Saved entries:

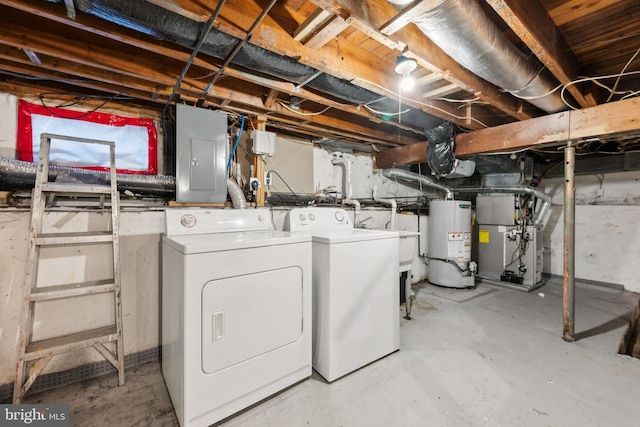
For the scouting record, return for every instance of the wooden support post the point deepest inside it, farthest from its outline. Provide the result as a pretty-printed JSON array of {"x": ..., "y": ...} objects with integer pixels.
[{"x": 568, "y": 294}]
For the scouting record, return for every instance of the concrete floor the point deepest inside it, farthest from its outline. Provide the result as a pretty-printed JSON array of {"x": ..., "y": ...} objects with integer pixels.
[{"x": 491, "y": 356}]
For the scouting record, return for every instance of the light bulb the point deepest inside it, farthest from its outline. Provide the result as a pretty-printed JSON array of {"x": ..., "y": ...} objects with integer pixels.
[{"x": 407, "y": 82}]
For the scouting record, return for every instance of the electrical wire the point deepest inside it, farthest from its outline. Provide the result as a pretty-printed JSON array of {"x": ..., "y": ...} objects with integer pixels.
[
  {"x": 594, "y": 80},
  {"x": 473, "y": 119},
  {"x": 235, "y": 145},
  {"x": 300, "y": 113},
  {"x": 615, "y": 86},
  {"x": 386, "y": 114}
]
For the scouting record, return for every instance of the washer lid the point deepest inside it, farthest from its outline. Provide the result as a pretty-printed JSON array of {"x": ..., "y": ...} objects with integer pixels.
[
  {"x": 213, "y": 242},
  {"x": 351, "y": 235}
]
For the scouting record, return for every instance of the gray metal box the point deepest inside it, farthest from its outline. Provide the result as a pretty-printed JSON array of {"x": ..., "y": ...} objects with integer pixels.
[
  {"x": 498, "y": 209},
  {"x": 201, "y": 154},
  {"x": 497, "y": 253}
]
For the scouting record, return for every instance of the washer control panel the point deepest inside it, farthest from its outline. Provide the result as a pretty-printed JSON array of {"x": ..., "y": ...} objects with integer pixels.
[
  {"x": 307, "y": 219},
  {"x": 182, "y": 221}
]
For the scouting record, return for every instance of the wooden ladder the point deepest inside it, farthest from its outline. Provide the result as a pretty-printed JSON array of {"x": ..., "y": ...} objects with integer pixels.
[{"x": 34, "y": 356}]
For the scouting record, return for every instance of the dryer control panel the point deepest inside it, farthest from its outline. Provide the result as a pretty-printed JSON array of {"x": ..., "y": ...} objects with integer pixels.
[
  {"x": 200, "y": 221},
  {"x": 308, "y": 219}
]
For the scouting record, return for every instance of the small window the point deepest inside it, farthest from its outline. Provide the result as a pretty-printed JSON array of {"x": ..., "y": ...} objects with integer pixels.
[{"x": 136, "y": 139}]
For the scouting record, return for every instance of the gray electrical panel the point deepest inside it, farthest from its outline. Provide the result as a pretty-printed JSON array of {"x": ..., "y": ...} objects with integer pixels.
[{"x": 201, "y": 153}]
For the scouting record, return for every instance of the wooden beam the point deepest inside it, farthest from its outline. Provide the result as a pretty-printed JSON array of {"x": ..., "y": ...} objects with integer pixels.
[
  {"x": 399, "y": 156},
  {"x": 311, "y": 25},
  {"x": 271, "y": 97},
  {"x": 441, "y": 91},
  {"x": 531, "y": 22},
  {"x": 334, "y": 26},
  {"x": 600, "y": 121},
  {"x": 407, "y": 15},
  {"x": 427, "y": 53}
]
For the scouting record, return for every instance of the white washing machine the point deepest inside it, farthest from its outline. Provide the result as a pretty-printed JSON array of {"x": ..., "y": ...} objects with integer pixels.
[
  {"x": 236, "y": 311},
  {"x": 356, "y": 317}
]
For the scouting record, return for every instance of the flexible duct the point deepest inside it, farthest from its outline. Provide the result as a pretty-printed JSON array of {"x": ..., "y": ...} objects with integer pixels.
[
  {"x": 236, "y": 194},
  {"x": 20, "y": 174},
  {"x": 347, "y": 200},
  {"x": 414, "y": 177},
  {"x": 540, "y": 217},
  {"x": 391, "y": 202},
  {"x": 464, "y": 32}
]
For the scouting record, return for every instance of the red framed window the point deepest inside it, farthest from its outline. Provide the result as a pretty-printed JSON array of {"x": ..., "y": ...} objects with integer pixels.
[{"x": 135, "y": 138}]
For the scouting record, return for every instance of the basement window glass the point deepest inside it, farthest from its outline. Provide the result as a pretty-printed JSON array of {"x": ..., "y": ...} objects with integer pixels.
[{"x": 135, "y": 138}]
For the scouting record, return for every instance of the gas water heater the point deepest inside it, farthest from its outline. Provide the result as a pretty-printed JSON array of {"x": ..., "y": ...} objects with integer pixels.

- TO DO:
Print all the records exactly, minus any images.

- ANSWER BOX:
For the scouting record, return for every instance of the wooden support post the point deepest inside it, farthest from its outline. Provide the result as a pretty-printed JSON array of {"x": ..., "y": ...} objects with integer pixels.
[{"x": 568, "y": 294}]
For the scouting record, return for every instance of the concrete floor the point deepest inside it, farthest from its outline. Provide the result as a pretty-printed JSON array of {"x": ..., "y": ...} objects with integer pixels.
[{"x": 491, "y": 356}]
For the scouting record, return for every instance of the light bulb the point deepest inside it, farthest from its outline. Provide the result as a pretty-printed JSON array of {"x": ..., "y": ...} objects with integer pixels.
[{"x": 407, "y": 82}]
For the scouting record, return for every instance of the electrical wire the point deepest inside it, farthest from its outline. Provide the result as a pretty-printed JSON array of {"x": ..., "y": ...} objects with integer pixels.
[
  {"x": 594, "y": 80},
  {"x": 473, "y": 119},
  {"x": 235, "y": 145},
  {"x": 300, "y": 113},
  {"x": 615, "y": 86},
  {"x": 386, "y": 114}
]
For the scouting record, return for every instance of the washer lid the point deepest inside it, farthest from its outline. Provide the result as a pretty-printed JSON array of {"x": ..., "y": ...} objects with integer pixels.
[
  {"x": 213, "y": 242},
  {"x": 351, "y": 235}
]
For the scouting record, return for every instance of the gray metal box the point deepest inside it, farthest from its outline. Provide the result as a pretty-printed JSON array of {"x": ..., "y": ...} objects with integer pixels.
[
  {"x": 498, "y": 209},
  {"x": 201, "y": 154},
  {"x": 497, "y": 253}
]
For the scouting record, return for every instance of the washer control panel the point deepest inside it, farthest from its outline. Provide the result as a pretty-printed JSON array of {"x": ..., "y": ...} objects with integer pixels.
[
  {"x": 307, "y": 219},
  {"x": 182, "y": 221}
]
For the scouting record, return for every instance of the wooden ladder the point deepest inside it, farthest from its outline. Provide the result as a pretty-printed JSON array of {"x": ..., "y": ...} objects with integer pixels.
[{"x": 34, "y": 356}]
For the scouting record, return for every instance of the dryer control panel the point deepest inside it, farthest from its outline. Provide the result as a pretty-printed JSON array of {"x": ..., "y": ...} objects with integer pixels.
[
  {"x": 200, "y": 221},
  {"x": 308, "y": 219}
]
For the scouting record, return for every instance of the small window the point deepest inside it, farthest from its outline. Provide the result as a pretty-printed JSON array of {"x": ..., "y": ...} objects with integer pixels.
[{"x": 136, "y": 139}]
For the scouting record, return for every instance of the gray electrical panel the point deepest inside it, farthest from its outline. Provide the result as a pretty-printed JSON array of {"x": ..., "y": ...} objects with integer pixels.
[{"x": 201, "y": 153}]
For the scouting record, return for every instance of the wooden beam the point deepest inside it, farthest from its outline. Provide the result as a pretty-printed JSON array of {"x": ..., "y": ...} objects with integer pixels.
[
  {"x": 399, "y": 156},
  {"x": 311, "y": 25},
  {"x": 271, "y": 97},
  {"x": 441, "y": 91},
  {"x": 531, "y": 22},
  {"x": 334, "y": 26},
  {"x": 600, "y": 121},
  {"x": 407, "y": 15},
  {"x": 427, "y": 53}
]
For the scouting record, return for every instance of the white washing machine the point deepest inside it, farthest from its outline. Provide the result as a pretty-printed JSON array of {"x": ..., "y": ...} objects with integer pixels.
[
  {"x": 236, "y": 311},
  {"x": 356, "y": 317}
]
For the scouting record, return for every instance of the flexible duct the point deepest inside it, farthest from its outline. Provide the result as a pretty-printed JSON array of {"x": ..., "y": ...} objects with integer pixels.
[
  {"x": 236, "y": 194},
  {"x": 20, "y": 174},
  {"x": 347, "y": 200},
  {"x": 414, "y": 177},
  {"x": 540, "y": 217},
  {"x": 391, "y": 202},
  {"x": 464, "y": 32}
]
For the scouting record, return for every instance of the red framed window the point deepest inside it, farthest from its outline. Provide the result as a pretty-printed JSON array of {"x": ..., "y": ...} objects with integer pixels.
[{"x": 135, "y": 138}]
For the scouting record, return for every instance of the basement window glass the point deepest inside it, farthest from its outline. Provide the result as a pretty-printed JSON array of {"x": ..., "y": ...} objects with integer pixels.
[{"x": 135, "y": 138}]
For the scouting record, return for every instance of the gas water heater the point deepest inside it, farthest from its outline. Provide the result as a pretty-printed JSON array of {"x": ..., "y": ...} objects with integer pixels.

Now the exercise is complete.